[Records from a data collection]
****

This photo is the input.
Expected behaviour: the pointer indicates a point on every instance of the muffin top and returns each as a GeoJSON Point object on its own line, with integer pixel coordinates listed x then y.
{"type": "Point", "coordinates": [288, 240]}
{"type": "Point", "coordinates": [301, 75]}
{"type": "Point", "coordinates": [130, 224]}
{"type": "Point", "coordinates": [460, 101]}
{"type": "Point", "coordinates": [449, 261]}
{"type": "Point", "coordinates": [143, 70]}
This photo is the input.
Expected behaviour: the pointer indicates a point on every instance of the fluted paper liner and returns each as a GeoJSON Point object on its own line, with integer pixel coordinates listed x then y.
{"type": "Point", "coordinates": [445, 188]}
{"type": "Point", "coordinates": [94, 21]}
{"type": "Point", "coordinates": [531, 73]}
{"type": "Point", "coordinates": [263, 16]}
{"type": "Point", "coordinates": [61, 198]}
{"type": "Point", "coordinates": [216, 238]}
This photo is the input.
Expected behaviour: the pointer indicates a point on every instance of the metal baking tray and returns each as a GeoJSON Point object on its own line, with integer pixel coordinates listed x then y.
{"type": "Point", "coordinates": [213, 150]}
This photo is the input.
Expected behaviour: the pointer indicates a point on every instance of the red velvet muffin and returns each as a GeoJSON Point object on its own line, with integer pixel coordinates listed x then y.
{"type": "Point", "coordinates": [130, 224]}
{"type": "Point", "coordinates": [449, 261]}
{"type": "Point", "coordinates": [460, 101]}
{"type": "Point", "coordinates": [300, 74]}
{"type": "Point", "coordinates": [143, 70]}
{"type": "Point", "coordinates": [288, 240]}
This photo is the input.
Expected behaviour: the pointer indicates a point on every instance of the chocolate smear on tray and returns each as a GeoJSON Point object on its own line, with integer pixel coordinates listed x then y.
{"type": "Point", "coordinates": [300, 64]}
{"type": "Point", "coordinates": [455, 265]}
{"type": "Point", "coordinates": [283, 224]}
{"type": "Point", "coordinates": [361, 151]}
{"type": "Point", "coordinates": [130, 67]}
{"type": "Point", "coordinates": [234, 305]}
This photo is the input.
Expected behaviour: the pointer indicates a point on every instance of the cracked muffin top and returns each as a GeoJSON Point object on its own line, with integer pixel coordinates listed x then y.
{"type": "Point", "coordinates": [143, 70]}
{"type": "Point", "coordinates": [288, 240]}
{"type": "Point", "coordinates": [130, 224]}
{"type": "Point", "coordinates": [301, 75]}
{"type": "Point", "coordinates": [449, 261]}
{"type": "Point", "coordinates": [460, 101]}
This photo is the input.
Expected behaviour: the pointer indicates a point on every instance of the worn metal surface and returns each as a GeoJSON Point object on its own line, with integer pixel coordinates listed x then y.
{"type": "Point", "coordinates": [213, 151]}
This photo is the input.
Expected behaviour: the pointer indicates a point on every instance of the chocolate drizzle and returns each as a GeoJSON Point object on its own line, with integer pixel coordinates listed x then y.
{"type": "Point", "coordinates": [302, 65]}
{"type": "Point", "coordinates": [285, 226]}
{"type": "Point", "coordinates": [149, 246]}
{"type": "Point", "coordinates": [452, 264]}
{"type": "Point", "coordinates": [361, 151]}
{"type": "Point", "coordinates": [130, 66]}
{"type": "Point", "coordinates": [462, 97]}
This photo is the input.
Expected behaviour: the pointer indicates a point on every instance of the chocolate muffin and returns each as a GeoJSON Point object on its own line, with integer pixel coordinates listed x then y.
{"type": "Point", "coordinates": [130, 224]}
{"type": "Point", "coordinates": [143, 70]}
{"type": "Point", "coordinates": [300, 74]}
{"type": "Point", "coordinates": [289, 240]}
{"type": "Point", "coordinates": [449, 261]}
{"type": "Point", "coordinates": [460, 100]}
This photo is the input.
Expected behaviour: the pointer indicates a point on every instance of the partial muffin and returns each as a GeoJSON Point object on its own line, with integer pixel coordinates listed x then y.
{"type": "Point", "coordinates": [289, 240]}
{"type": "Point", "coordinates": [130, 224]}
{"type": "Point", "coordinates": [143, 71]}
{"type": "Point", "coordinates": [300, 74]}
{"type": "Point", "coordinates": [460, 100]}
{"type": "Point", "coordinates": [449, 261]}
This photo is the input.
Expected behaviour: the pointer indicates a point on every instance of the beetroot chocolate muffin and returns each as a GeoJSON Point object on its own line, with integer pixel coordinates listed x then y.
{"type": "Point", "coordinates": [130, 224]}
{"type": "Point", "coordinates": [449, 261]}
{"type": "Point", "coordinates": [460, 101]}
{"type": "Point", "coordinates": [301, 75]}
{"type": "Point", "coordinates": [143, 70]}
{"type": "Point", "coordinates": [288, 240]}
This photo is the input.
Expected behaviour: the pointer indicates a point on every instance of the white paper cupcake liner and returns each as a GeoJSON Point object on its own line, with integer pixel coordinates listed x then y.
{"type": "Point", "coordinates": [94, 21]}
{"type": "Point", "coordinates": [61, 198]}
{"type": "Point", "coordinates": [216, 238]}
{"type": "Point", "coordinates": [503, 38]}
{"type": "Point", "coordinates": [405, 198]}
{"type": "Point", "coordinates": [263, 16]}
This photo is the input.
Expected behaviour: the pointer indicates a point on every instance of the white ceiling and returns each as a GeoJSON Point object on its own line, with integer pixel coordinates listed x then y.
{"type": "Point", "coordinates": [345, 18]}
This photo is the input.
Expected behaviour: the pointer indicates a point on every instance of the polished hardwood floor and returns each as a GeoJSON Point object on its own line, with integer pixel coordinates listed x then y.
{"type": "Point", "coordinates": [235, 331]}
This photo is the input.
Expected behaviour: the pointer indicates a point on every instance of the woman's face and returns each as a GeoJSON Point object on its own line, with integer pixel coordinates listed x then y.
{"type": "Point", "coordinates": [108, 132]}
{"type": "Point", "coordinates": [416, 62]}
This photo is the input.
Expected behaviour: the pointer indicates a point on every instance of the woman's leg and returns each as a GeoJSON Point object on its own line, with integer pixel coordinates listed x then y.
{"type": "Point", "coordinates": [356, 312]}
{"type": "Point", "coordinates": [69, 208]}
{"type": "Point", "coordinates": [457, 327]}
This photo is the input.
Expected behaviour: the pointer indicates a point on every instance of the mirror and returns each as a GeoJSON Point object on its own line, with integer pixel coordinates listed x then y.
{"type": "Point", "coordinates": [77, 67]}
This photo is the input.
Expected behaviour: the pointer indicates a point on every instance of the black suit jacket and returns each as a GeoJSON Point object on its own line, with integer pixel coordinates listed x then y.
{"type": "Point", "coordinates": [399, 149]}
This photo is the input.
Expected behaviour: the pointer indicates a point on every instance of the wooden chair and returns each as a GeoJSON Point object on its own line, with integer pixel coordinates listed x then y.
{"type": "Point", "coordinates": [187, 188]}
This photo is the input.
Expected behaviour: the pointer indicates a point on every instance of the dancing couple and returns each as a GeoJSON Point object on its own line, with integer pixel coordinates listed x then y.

****

Copy the data. Make sure every line matches exactly.

This photo is the input.
Expected behaviour: the pointer indicates a point on every instance of the muffin top and returns each as a GeoJSON Point object on its own line, with integer pixel coordinates listed x then y.
{"type": "Point", "coordinates": [288, 240]}
{"type": "Point", "coordinates": [301, 75]}
{"type": "Point", "coordinates": [130, 224]}
{"type": "Point", "coordinates": [460, 101]}
{"type": "Point", "coordinates": [449, 261]}
{"type": "Point", "coordinates": [143, 70]}
This photo is the input.
Expected behaviour: the pointer indicates a point on every instance of the fluted paper liner and returns each as a GeoJSON Point object on its own line, with integer pixel coordinates listed x then y.
{"type": "Point", "coordinates": [445, 188]}
{"type": "Point", "coordinates": [94, 21]}
{"type": "Point", "coordinates": [531, 73]}
{"type": "Point", "coordinates": [263, 16]}
{"type": "Point", "coordinates": [61, 198]}
{"type": "Point", "coordinates": [216, 238]}
This photo is the input.
Expected behaviour: the pointer indicates a point on every instance of the metal baking tray and returns each as a GeoJSON Point object on its own line, with integer pixel coordinates listed x then y.
{"type": "Point", "coordinates": [213, 150]}
This photo is the input.
Expected behaviour: the pointer indicates a point on every instance of the red velvet muffin and returns each as a GeoJSON Point object on its own line, with integer pixel coordinates listed x then y.
{"type": "Point", "coordinates": [130, 224]}
{"type": "Point", "coordinates": [449, 261]}
{"type": "Point", "coordinates": [460, 101]}
{"type": "Point", "coordinates": [300, 74]}
{"type": "Point", "coordinates": [143, 70]}
{"type": "Point", "coordinates": [288, 240]}
This photo is the input.
Expected behaviour: the pointer indicates a point on every instance of the chocolate smear on tray and returns each as a GeoJSON Point object on its own line, with integer pixel coordinates listed x then y.
{"type": "Point", "coordinates": [300, 64]}
{"type": "Point", "coordinates": [455, 265]}
{"type": "Point", "coordinates": [283, 224]}
{"type": "Point", "coordinates": [361, 151]}
{"type": "Point", "coordinates": [130, 67]}
{"type": "Point", "coordinates": [234, 305]}
This photo is the input.
Expected behaviour: the pointer indicates a point on every instance of the cracked muffin top and returns each as a GeoJSON Point object on its own line, with integer pixel coordinates listed x then y.
{"type": "Point", "coordinates": [143, 70]}
{"type": "Point", "coordinates": [288, 240]}
{"type": "Point", "coordinates": [130, 224]}
{"type": "Point", "coordinates": [301, 75]}
{"type": "Point", "coordinates": [449, 261]}
{"type": "Point", "coordinates": [460, 101]}
This photo is the input.
Expected behaviour: the pointer indicates a point on every instance of the worn metal surface and returns each as a GeoJSON Point object on its own line, with integer pixel coordinates listed x then y.
{"type": "Point", "coordinates": [213, 151]}
This photo is the input.
Expected behaviour: the pointer indicates a point on every instance of the chocolate drizzle and returns each as a GeoJSON Point object on its own line, with integer pixel coordinates listed x then y.
{"type": "Point", "coordinates": [302, 65]}
{"type": "Point", "coordinates": [285, 226]}
{"type": "Point", "coordinates": [149, 246]}
{"type": "Point", "coordinates": [452, 264]}
{"type": "Point", "coordinates": [361, 151]}
{"type": "Point", "coordinates": [130, 66]}
{"type": "Point", "coordinates": [462, 97]}
This photo is the input.
Expected behaviour: the pointer indicates a point on every instance of the chocolate muffin and returns each as a GeoJSON Point object on its own line, with integer pixel coordinates listed x then y.
{"type": "Point", "coordinates": [130, 224]}
{"type": "Point", "coordinates": [143, 70]}
{"type": "Point", "coordinates": [300, 74]}
{"type": "Point", "coordinates": [289, 240]}
{"type": "Point", "coordinates": [449, 261]}
{"type": "Point", "coordinates": [460, 100]}
This photo is the input.
Expected behaviour: the pointer indicates a point on every instance of the partial muffin and returns each as a GeoJSON Point object on its own line, with integer pixel coordinates listed x then y.
{"type": "Point", "coordinates": [289, 240]}
{"type": "Point", "coordinates": [130, 224]}
{"type": "Point", "coordinates": [143, 71]}
{"type": "Point", "coordinates": [300, 74]}
{"type": "Point", "coordinates": [460, 100]}
{"type": "Point", "coordinates": [449, 261]}
This photo is the input.
Expected behaviour: the pointer indicates a point on every instance of the beetroot chocolate muffin and returns each as a GeoJSON Point object on its own line, with integer pixel coordinates listed x then y.
{"type": "Point", "coordinates": [130, 224]}
{"type": "Point", "coordinates": [449, 261]}
{"type": "Point", "coordinates": [460, 101]}
{"type": "Point", "coordinates": [301, 75]}
{"type": "Point", "coordinates": [143, 70]}
{"type": "Point", "coordinates": [288, 240]}
This photo is the input.
Expected behaviour: the pointer indicates a point on every instance of the white paper cupcake liner and returns each as a GeoJSON Point object on its own line, with integer pixel coordinates listed x then y.
{"type": "Point", "coordinates": [94, 21]}
{"type": "Point", "coordinates": [61, 198]}
{"type": "Point", "coordinates": [216, 238]}
{"type": "Point", "coordinates": [503, 38]}
{"type": "Point", "coordinates": [405, 198]}
{"type": "Point", "coordinates": [263, 16]}
This photo is the input.
Expected behaviour: the pointer indicates a point on every instance of the white ceiling and returns each as a GeoJSON Point object on its own line, with integer pixel coordinates listed x then y.
{"type": "Point", "coordinates": [345, 18]}
This photo is the input.
Expected behaviour: the pointer indicates a point on every instance of the polished hardwood floor and returns each as a GeoJSON Point object on its own line, with integer pixel coordinates listed x then y.
{"type": "Point", "coordinates": [235, 331]}
This photo is the input.
Expected behaviour: the pointer indicates a point on every instance of the woman's face and returns each as a GeoJSON Point object on its own line, with integer pixel coordinates listed x then y.
{"type": "Point", "coordinates": [108, 132]}
{"type": "Point", "coordinates": [416, 62]}
This photo is the input.
Expected behaviour: the pointer indicates a point on every instance of the woman's leg and returns each as a GeoJSON Point object on its own line, with integer pixel coordinates listed x then y.
{"type": "Point", "coordinates": [356, 312]}
{"type": "Point", "coordinates": [69, 208]}
{"type": "Point", "coordinates": [457, 327]}
This photo is the input.
Expected behaviour: the pointer indicates a point on every instance of the mirror and returns each as a GeoJSON Point object on its own line, with integer pixel coordinates listed x then y.
{"type": "Point", "coordinates": [77, 67]}
This photo is the input.
Expected behaviour: the pointer indicates a point on every instance of the black suit jacket and returns each as a GeoJSON Point object on its own line, with integer pixel coordinates listed x then y.
{"type": "Point", "coordinates": [399, 149]}
This photo is the input.
Expected behaviour: the pointer indicates a point on every instance of the wooden chair and returns each as a GeoJSON Point object on its own line, with integer pixel coordinates listed x then y.
{"type": "Point", "coordinates": [187, 188]}
This photo is the input.
Expected behaviour: the pointer indicates a point on every instance of the dancing couple and returns each as a GeoJSON Point object on its own line, with integer pixel coordinates listed x then y.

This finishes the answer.